• **Travail à faire**
D'après le passage fourni, répondez s'il vous plaît à ce qui suit, en numérotant vos réponses de la même façon :
1. Quelle somme Madame X. réclame-t-elle à titre de dommages et intérêts dans son appel incident ?
2. À titre très subsidiaire, à quelle obligation la société PREFI aurait-elle manqué ?
3. Quel montant d'indemnité est demandé en appel sur le fondement de l'article 700 du NCPC ?

Elle demande donc à la Cour de :
- confirmer le jugement en ce qu'il a reçu l'opposition à injonction de payer formée par Madame X. et prononcé la nullité du contrat de location revendiqué par PREFI,
Et recevant Madame X. en son appel incident :
- condamner, la société PREFI au paiement d'une somme de 10.000 Francs à titre de dommages et intérêts.
Très subsidiairement :
- dire que la société PREFI a manqué à son obligation de conseil et a donc engagé sa responsabilité,
- la condamner en conséquence au paiement d'une somme de 35.000 Francs à titre de dommages et intérêts et ordonner la compensation entre les créances réciproques qui pourraient être retenues,
- dans tous les cas, confirmer le jugement en ce qu'il a condamné la société PREFI à payer à Madame X. la somme de 7.500 Francs sur le fondement de l'article 700 du NCPC et à supporter les dépens de première instance.
Et y ajoutant :
- condamner la société PREFI au paiement d'une indemnité de 3.000 Francs sur le même fondement,
- condamner la SA PREFI aux dépens d'appel qui seront recouvrés comme en matière d'aide juridictionnelle.
MOTIFS (justification de la décision) (N.B. : mention ne figurant pas sur l’original)

• **Données fournies**
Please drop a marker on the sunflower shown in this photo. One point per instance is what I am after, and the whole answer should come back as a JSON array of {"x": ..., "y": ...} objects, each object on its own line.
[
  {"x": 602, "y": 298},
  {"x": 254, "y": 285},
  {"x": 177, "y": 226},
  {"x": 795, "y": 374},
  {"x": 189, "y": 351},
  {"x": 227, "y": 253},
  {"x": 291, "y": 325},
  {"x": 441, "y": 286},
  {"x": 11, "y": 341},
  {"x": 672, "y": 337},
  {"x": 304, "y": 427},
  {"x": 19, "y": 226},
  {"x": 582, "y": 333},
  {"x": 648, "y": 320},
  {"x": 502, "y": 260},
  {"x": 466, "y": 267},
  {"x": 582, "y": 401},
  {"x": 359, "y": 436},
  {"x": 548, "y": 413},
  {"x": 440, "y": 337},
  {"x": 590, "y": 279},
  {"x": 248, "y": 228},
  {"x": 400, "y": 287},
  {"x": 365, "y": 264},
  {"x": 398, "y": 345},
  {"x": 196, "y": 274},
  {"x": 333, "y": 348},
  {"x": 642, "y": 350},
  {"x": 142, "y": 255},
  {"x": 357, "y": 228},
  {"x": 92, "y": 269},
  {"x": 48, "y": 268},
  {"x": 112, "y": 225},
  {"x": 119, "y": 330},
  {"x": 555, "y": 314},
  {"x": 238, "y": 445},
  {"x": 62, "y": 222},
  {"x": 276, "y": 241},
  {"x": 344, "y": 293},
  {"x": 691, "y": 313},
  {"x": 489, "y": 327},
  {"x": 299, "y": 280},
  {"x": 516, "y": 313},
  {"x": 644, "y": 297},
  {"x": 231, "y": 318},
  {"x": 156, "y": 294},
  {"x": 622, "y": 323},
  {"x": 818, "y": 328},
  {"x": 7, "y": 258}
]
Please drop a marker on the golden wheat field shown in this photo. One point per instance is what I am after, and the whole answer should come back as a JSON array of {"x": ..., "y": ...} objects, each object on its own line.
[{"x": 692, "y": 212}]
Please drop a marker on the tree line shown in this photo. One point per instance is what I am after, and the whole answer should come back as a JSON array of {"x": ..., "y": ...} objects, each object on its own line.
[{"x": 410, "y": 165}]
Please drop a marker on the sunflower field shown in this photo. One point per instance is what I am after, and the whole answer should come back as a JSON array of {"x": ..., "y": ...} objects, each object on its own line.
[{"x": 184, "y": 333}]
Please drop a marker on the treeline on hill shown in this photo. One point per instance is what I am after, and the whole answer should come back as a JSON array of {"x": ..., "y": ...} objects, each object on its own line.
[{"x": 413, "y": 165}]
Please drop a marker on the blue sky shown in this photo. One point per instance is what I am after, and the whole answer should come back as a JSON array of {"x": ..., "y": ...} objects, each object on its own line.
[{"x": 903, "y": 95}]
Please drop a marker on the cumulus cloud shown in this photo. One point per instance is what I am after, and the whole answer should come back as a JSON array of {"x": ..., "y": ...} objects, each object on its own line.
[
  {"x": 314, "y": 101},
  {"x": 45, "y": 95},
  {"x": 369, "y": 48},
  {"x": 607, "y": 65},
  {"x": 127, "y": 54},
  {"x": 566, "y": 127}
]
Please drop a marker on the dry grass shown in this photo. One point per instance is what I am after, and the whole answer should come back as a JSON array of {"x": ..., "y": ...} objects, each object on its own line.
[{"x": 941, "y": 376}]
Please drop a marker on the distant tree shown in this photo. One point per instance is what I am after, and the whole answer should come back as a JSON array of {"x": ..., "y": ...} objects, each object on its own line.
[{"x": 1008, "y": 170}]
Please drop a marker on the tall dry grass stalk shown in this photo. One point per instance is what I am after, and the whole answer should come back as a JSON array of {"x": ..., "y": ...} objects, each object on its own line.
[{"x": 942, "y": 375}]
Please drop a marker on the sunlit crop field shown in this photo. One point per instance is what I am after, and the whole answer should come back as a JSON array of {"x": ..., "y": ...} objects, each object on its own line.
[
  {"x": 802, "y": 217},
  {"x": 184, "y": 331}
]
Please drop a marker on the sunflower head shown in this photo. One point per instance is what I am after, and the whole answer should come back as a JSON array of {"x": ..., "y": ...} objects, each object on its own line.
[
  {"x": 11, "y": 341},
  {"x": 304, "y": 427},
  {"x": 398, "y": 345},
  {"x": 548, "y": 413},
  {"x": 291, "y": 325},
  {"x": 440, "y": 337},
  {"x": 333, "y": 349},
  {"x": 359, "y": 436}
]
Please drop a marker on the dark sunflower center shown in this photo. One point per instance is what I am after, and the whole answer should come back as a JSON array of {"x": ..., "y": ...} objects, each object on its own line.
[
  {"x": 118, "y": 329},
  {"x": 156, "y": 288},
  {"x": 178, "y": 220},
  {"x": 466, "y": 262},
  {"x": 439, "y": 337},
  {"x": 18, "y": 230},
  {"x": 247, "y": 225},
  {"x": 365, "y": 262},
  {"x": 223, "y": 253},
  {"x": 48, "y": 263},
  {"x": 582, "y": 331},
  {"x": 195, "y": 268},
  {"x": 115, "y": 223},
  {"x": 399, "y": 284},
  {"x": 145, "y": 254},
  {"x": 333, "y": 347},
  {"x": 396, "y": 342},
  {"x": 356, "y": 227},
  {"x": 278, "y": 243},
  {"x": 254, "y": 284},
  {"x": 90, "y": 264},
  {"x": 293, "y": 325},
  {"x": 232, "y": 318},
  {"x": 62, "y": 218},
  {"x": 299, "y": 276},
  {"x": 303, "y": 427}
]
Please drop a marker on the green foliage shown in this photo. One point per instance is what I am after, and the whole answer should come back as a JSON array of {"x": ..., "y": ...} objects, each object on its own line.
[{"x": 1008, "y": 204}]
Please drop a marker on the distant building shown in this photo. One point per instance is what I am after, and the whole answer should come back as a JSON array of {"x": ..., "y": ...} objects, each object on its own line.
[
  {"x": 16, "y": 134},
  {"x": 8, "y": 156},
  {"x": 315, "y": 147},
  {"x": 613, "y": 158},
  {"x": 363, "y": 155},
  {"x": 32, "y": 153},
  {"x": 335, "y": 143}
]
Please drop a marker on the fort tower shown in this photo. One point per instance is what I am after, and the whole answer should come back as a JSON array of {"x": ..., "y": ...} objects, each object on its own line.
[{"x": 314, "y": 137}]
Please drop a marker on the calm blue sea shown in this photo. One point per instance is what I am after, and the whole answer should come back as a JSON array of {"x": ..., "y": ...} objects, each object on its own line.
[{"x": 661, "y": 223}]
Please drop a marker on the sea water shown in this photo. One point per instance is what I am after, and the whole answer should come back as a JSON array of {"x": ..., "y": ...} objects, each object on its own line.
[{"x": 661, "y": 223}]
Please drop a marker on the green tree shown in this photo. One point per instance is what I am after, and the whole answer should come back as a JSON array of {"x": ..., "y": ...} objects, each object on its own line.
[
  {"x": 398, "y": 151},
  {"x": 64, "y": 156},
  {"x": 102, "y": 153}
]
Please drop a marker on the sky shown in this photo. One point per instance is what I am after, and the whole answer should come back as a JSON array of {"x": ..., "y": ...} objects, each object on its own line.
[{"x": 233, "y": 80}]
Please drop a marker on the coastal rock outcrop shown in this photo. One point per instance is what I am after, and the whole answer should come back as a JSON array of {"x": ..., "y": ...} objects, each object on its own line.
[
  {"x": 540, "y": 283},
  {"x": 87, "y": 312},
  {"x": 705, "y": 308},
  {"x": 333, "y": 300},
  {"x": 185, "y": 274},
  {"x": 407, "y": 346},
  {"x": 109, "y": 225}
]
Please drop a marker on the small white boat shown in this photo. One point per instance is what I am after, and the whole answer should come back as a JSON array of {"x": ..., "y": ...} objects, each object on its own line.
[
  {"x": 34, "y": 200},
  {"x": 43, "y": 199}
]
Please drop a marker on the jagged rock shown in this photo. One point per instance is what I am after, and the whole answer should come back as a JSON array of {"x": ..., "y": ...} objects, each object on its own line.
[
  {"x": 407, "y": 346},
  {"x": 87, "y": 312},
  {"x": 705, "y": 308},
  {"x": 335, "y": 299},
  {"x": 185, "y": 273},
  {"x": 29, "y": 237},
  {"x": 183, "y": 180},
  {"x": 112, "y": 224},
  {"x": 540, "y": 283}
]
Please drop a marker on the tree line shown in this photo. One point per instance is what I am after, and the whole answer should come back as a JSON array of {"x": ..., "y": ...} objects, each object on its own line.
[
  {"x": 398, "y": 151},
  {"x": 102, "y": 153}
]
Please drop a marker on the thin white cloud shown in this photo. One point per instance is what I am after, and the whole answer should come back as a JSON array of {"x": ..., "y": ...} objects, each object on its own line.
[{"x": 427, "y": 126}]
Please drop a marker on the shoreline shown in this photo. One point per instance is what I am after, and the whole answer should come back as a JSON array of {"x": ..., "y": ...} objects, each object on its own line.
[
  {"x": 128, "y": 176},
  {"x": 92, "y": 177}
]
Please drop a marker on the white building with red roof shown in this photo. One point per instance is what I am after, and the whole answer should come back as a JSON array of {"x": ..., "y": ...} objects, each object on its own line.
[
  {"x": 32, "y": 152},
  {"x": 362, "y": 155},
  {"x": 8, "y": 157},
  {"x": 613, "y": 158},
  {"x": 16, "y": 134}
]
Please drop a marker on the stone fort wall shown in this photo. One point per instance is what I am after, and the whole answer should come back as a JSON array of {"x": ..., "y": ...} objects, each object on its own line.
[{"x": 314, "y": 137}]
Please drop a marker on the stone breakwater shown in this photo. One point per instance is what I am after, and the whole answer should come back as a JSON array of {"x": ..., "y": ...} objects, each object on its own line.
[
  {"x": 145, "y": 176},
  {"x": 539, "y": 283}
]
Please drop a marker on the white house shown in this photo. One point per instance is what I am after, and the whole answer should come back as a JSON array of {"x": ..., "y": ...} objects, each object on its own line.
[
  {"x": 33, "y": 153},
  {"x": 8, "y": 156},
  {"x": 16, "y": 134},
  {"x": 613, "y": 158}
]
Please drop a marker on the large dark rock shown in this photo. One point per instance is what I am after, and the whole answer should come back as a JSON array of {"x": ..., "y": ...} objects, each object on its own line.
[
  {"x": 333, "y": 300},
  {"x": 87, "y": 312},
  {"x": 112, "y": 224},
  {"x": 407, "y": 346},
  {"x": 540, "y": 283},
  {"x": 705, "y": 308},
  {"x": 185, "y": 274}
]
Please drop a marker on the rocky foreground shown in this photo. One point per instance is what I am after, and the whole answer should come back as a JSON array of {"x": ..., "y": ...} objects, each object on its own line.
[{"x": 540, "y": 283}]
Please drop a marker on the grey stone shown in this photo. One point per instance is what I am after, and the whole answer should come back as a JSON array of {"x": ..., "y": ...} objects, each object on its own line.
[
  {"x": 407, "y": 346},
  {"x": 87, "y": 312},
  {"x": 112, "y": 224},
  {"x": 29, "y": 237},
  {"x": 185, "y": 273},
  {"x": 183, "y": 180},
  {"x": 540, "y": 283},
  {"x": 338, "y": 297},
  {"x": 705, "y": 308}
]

• **Corrigé de l'exercice**
1. 10.000 Francs.
2. À son obligation de conseil.
3. 3.000 Francs.